■ ESTRATTO FORNITO
● ● ● ●

I mercati dell'oro vivono una fase di volatilità, con le quotazioni che tornano a orientarsi al ribasso dopo il breve respiro di ieri. Il prezzo spot del metallo prezioso scende dello 1% attestandosi a 4.458,6 dollari per oncia, segnalando una rinnovata debolezza della domanda globale.

Le perdite si amplificano quando si guarda ai contratti derivati: i futures per la consegna a giugno registrano un arretramento più consistente del 2,33%, chiudendo a 4.478,5 dollari l'oncia. Questo divario tra le quotazioni spot e i contratti a termine riflette le aspettative degli operatori su eventuali ulteriori ribassi nei prossimi mesi.

La contrazione dei prezzi dell'oro interrompe il recupero registrato nella sessione precedente, evidenziando come il metallo giallo rimane soggetto a significative oscillazioni. Gli investitori continuano a monitorare attentamente i movimenti del bene rifugio, con i prezzi che oscillano intorno ai 4.450-4.480 dollari per oncia.

Questo andamento negativo arriva in un contesto di incertezza sui mercati globali e potrebbe riflettere una riduzione della domanda di investimento, solitamente concentrata negli asset difensivi quando emerge un'avversione al rischio. I prossimi giorni saranno decisivi per comprendere se il trend ribassista proseguirà o se emergerà una nuova stabilizzazione.

● ● ● ●

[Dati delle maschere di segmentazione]
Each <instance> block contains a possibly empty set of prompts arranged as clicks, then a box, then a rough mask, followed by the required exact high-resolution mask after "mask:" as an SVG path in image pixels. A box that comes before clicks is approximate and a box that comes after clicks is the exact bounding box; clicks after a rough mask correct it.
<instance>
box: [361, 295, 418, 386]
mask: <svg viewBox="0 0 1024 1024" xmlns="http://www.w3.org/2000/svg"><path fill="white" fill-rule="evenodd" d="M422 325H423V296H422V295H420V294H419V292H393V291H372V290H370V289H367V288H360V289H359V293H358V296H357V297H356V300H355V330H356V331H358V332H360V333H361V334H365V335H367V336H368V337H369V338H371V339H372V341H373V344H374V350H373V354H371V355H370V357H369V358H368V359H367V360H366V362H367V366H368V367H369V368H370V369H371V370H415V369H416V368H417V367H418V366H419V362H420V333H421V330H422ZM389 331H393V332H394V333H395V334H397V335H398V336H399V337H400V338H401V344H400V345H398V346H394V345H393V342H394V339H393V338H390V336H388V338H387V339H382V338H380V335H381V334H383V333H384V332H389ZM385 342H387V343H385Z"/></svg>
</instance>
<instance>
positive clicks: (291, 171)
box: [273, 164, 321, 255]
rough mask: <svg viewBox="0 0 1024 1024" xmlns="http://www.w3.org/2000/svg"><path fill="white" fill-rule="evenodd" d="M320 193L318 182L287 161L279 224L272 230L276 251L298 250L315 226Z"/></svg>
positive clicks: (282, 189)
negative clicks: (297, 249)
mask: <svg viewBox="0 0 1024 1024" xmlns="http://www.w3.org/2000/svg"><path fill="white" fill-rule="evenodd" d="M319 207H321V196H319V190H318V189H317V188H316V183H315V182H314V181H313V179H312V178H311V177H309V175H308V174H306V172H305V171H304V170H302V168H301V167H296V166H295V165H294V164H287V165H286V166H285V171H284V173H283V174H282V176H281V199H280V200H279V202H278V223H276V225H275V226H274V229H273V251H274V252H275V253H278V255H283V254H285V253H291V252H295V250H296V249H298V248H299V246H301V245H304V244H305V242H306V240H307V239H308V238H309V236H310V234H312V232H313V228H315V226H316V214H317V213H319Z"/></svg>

● ● ● ●

■ ORDINE DI LAVORO A
Rispondi a queste domande sul testo sull'oro:
(i) A quale prezzo per oncia si attesta il prezzo spot?
(ii) Per quale mese di consegna sono i futures citati?
(iii) Intorno a quale intervallo di prezzo oscillano le quotazioni, secondo il terzo paragrafo?
■ ORDINE DI LAVORO B
Riproduci, per favore, tutto ciò che nel testo sull'oro va da "Le perdite si" giù fino a "dollari per oncia.".

■ SOLUZIONE DEL PROBLEMA A
(i) 4.458,6 dollari per oncia.
(ii) Giugno.
(iii) Tra 4.450 e 4.480 dollari per oncia.

■ SOLUZIONE DEL PROBLEMA B
Le perdite si amplificano quando si guarda ai contratti derivati: i futures per la consegna a giugno registrano un arretramento più consistente del 2,33%, chiudendo a 4.478,5 dollari l'oncia. Questo divario tra le quotazioni spot e i contratti a termine riflette le aspettative degli operatori su eventuali ulteriori ribassi nei prossimi mesi.

La contrazione dei prezzi dell'oro interrompe il recupero registrato nella sessione precedente, evidenziando come il metallo giallo rimane soggetto a significative oscillazioni. Gli investitori continuano a monitorare attentamente i movimenti del bene rifugio, con i prezzi che oscillano intorno ai 4.450-4.480 dollari per oncia.